### Texto da página

▬▬▬▬▬▬

14.    A localização política à direita dos autores da iconografia de 1932 pode ser exemplificada pelo caso do oficial da Força Pública Antonio Feijó, o único artista a fazer in loco um registro do desenvolvimento da campanha militar. Ele afirma em suas memórias que o Movimento de 32 se fazia na defesa do legalismo e constitucionalismo, não admitindo “a derrocada de nossa terra pela loucura do comunismo” (BORGES, 1997, 176).

15.    Esse espírito pouco divulgado do Movimento de 32 - a saber, seu anticomunismo - explica as reservas de muitos intelectuais paulistas quanto ao apoio ao movimento. Especificamente os chamados Modernistas mantêm-se à margem do movimento, excetuando-se os poetas Guilherme de Almeida e Menotti del Picchia. Esse distanciamento se explica, em parte, pelo caráter de classe do movimento, quando boa parte desses intelectuais era de esquerda. Como lembra o pesquisador paulista Martin César Feijó, o escritor Oswald de Andrade, que foi atacado pelos estudantes da Faculdade de Direito, a vanguarda do movimento constitucionalista, dedicar-lhe-ia um retrato cáustico em seu livro A revolução melancólica, onde um capítulo leva o título de “Latifundiários em armas” (FEIJÓ, 1998).

▬▬▬▬▬▬

### Material fornecido
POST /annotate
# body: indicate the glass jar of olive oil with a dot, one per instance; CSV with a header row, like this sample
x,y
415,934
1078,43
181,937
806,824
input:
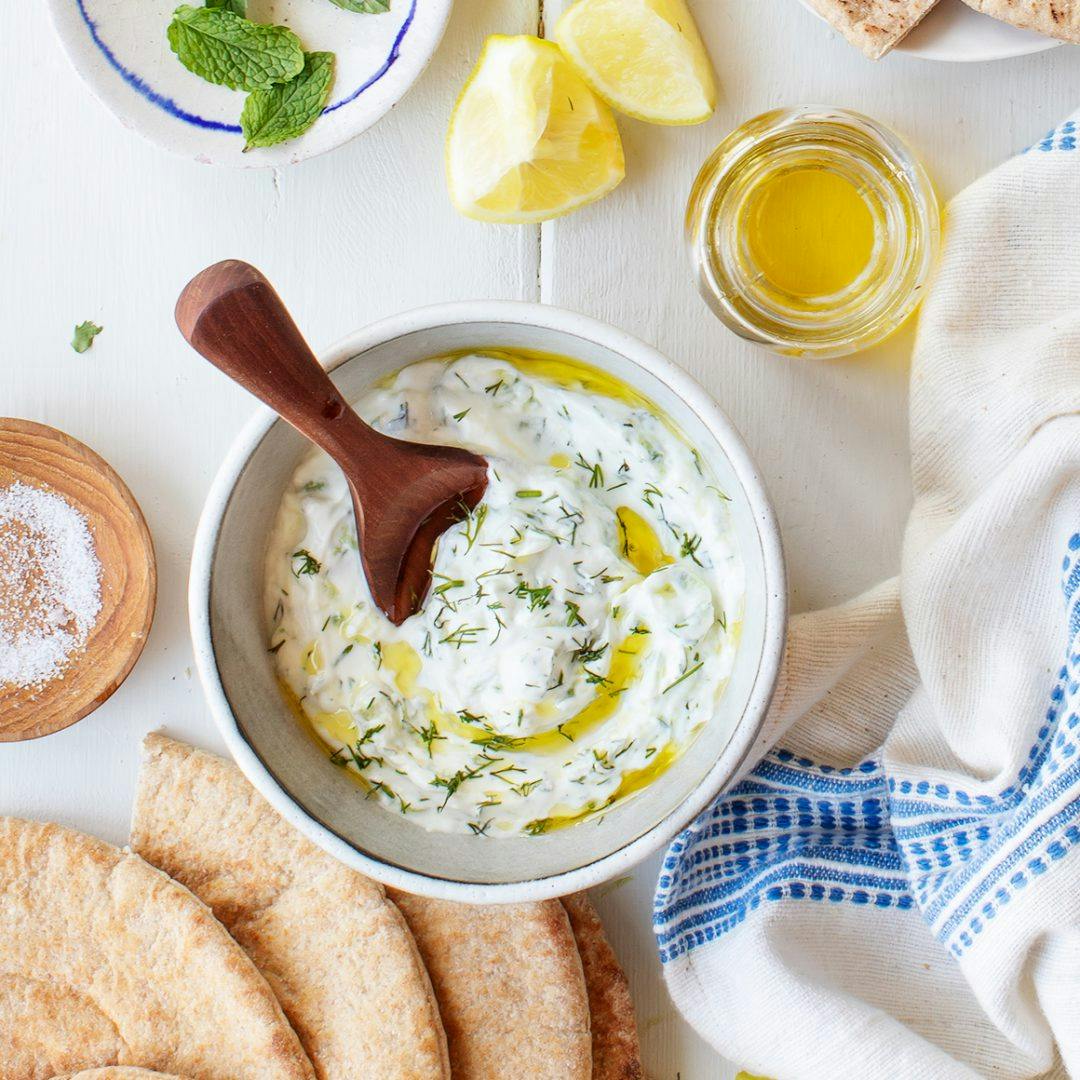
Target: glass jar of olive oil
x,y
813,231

▬▬▬▬▬▬

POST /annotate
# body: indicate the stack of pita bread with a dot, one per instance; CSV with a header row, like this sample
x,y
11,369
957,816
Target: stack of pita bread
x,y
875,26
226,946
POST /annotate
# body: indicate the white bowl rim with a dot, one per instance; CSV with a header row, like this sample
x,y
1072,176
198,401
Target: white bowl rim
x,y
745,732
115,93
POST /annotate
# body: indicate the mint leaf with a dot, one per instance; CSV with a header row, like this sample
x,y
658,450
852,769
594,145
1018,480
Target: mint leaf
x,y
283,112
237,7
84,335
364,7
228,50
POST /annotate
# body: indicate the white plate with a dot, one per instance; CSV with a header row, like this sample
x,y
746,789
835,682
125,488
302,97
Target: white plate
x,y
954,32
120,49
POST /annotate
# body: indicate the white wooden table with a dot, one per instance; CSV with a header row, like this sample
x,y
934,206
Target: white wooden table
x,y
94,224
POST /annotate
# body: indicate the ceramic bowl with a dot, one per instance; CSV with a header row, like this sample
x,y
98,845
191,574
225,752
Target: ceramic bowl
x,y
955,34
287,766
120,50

▬▬▬▬▬▬

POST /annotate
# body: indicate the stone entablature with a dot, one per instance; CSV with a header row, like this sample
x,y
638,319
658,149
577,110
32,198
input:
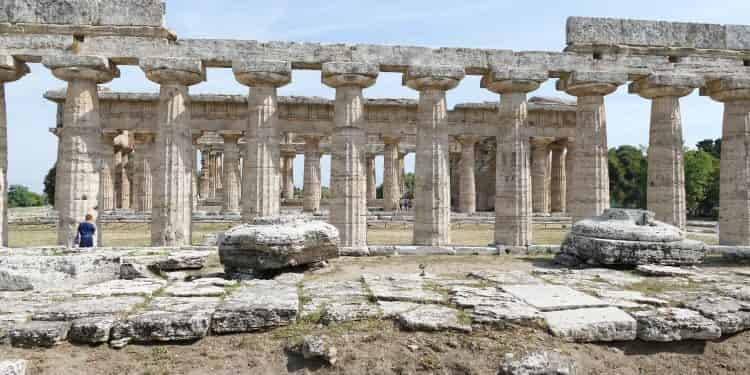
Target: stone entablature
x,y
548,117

▬▬▬▬▬▬

### O que se pede
(a) Indique se cada afirmação abaixo está de acordo com o texto da página, justificando com as palavras exatas dele.
(i) Antonio Feijó era oficial da Força Pública.
(ii) Os chamados Modernistas apoiaram o movimento sem exceção.
(iii) Oswald de Andrade foi atacado pelos estudantes da Faculdade de Direito.
(b) Por favor, responda às perguntas a seguir com base no texto da página.
(i) Segundo as memórias de Antonio Feijó, o Movimento de 32 se fazia na defesa de quê?
(ii) Quais poetas são apontados como exceção entre os Modernistas?
(iii) Que título leva um capítulo de A revolução melancólica?
(c) Relacione todas as pessoas mencionadas pelo nome completo no texto da página.

### Lista de respostas
(a)
(i) Sim: "o caso do oficial da Força Pública Antonio Feijó".
(ii) Não: "Especificamente os chamados Modernistas mantêm-se à margem do movimento, excetuando-se os poetas Guilherme de Almeida e Menotti del Picchia".
(iii) Sim: "o escritor Oswald de Andrade, que foi atacado pelos estudantes da Faculdade de Direito".

(b)
(i) Do legalismo e do constitucionalismo.
(ii) Guilherme de Almeida e Menotti del Picchia.
(iii) "Latifundiários em armas".

(c)
Antonio Feijó
Guilherme de Almeida
Menotti del Picchia
Martin César Feijó
Oswald de Andrade